I think 76 is better than 70-72.


----------



## indiandi (Aug 19, 2009)

I have mine attached to the side of a 2.5 gal tank. We had a couple of cool days and nights last week, so I bought one and hooked it up. Within 24 hours it was a perfect temp and Diego was making his bubble nests. Then our days got back into the high 70s-low 80s. The water temp ticked a bit too high (83/84), so I shut it down. I have a feeling without a thermostat, I'm going to be doing a lot of pluging and un-pluging of the heater.


----------



## Elektra (Oct 12, 2009)

········

**WHAT YOU HAVE TO DO**.
Continue the forum thread about heating a small fish tank from the point where it stops. The data that comes next is separate from the forum thread.

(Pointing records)
········

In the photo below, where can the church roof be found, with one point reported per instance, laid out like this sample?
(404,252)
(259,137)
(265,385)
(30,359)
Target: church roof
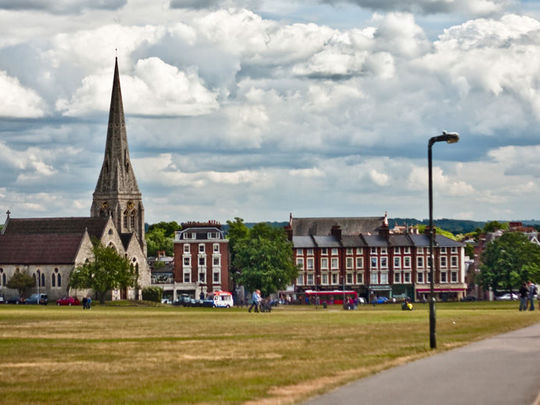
(323,226)
(44,248)
(69,225)
(116,172)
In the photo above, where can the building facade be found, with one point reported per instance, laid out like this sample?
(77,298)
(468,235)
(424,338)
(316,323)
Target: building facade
(50,248)
(362,254)
(201,259)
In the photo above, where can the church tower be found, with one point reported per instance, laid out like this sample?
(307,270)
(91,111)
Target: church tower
(117,193)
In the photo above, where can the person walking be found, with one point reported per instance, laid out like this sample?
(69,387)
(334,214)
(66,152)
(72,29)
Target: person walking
(523,295)
(255,300)
(532,293)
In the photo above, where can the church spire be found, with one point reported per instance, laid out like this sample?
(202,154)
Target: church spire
(117,193)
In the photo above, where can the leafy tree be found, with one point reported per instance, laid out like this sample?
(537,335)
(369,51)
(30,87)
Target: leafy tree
(20,281)
(158,240)
(263,257)
(108,270)
(510,260)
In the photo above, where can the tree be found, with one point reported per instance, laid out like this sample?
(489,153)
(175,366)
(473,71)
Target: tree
(20,281)
(107,271)
(263,257)
(510,260)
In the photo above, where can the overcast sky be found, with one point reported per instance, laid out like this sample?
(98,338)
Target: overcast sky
(258,108)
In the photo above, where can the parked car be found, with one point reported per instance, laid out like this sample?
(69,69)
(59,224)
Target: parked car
(35,299)
(68,301)
(507,297)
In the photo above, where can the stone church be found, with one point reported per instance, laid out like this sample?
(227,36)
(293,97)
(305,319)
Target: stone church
(50,248)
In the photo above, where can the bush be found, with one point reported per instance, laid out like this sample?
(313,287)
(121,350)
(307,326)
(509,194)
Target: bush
(152,294)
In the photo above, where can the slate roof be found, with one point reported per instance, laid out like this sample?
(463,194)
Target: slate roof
(323,226)
(45,248)
(27,226)
(303,242)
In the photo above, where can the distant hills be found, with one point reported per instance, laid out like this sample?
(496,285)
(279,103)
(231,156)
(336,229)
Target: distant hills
(456,226)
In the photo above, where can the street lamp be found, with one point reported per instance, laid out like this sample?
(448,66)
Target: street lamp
(448,137)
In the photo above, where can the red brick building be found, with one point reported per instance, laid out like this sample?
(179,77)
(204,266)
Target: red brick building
(201,259)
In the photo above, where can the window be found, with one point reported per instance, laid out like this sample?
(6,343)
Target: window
(444,277)
(407,277)
(324,278)
(324,263)
(407,262)
(444,262)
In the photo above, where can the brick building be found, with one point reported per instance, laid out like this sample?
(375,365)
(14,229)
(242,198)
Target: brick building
(201,259)
(362,254)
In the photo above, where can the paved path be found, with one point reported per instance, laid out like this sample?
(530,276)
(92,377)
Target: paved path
(504,369)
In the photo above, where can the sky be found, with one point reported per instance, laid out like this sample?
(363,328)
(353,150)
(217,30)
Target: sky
(261,108)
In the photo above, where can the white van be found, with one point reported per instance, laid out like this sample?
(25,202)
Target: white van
(223,299)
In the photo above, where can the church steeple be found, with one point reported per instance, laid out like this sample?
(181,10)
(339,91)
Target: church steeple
(117,193)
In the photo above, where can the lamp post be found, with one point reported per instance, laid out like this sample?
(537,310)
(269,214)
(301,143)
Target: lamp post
(448,137)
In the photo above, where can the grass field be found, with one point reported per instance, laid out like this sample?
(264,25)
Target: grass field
(120,354)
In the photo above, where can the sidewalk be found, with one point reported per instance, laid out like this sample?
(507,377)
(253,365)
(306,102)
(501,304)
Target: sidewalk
(504,369)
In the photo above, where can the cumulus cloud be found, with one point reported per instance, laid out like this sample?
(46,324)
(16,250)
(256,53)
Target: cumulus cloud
(19,101)
(155,88)
(471,7)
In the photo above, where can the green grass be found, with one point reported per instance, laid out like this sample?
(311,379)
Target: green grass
(144,354)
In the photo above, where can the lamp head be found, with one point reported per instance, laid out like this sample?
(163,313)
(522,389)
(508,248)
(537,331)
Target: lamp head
(450,137)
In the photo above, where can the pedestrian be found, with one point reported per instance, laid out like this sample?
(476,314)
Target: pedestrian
(255,301)
(532,293)
(523,295)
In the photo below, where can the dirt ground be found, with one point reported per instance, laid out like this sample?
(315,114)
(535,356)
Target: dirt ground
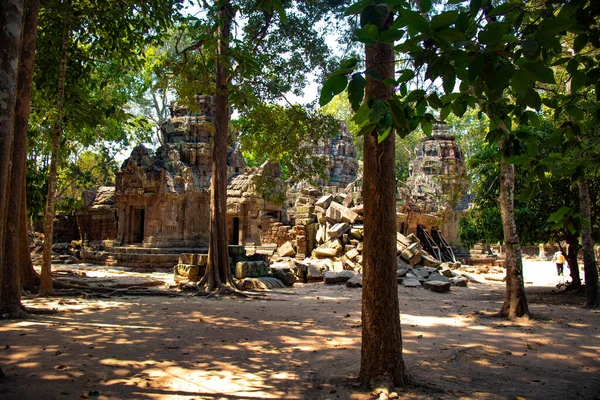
(300,343)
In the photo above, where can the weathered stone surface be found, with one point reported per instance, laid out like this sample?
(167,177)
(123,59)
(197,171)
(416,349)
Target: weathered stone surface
(459,281)
(251,269)
(187,272)
(352,254)
(286,250)
(438,277)
(437,286)
(337,230)
(411,282)
(324,201)
(420,272)
(287,277)
(337,277)
(355,281)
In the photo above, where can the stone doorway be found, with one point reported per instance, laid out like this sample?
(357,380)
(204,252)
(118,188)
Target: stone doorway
(235,236)
(137,225)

········

**ANSWER TO THE EXERCISE**.
i got one because the thermometer was reading 68 degrees and it isn't even winter yet... if you look on the side of the box for the hydor brand it gives you a chart of approximately how much it should raise the water temp... so far no problems
I think i might invest in a timer to hook it to though so that it has times when it will not be on so that it doesn't get too hot though I don't think it will be a problem where i live now considering the dorm room can drop to like 50 degrees F if the room heater doesn't work


----------



## dramaqueen (Jul 7, 2008)

I may try one if I can find one. I'm also going to order a stealth visitherm.


----------



## SaylorKennedy (Aug 11, 2009)

I have one in my 10 gallon. Not the optimum size lol, but so far the temp has been at a steady 79 since I put it in there.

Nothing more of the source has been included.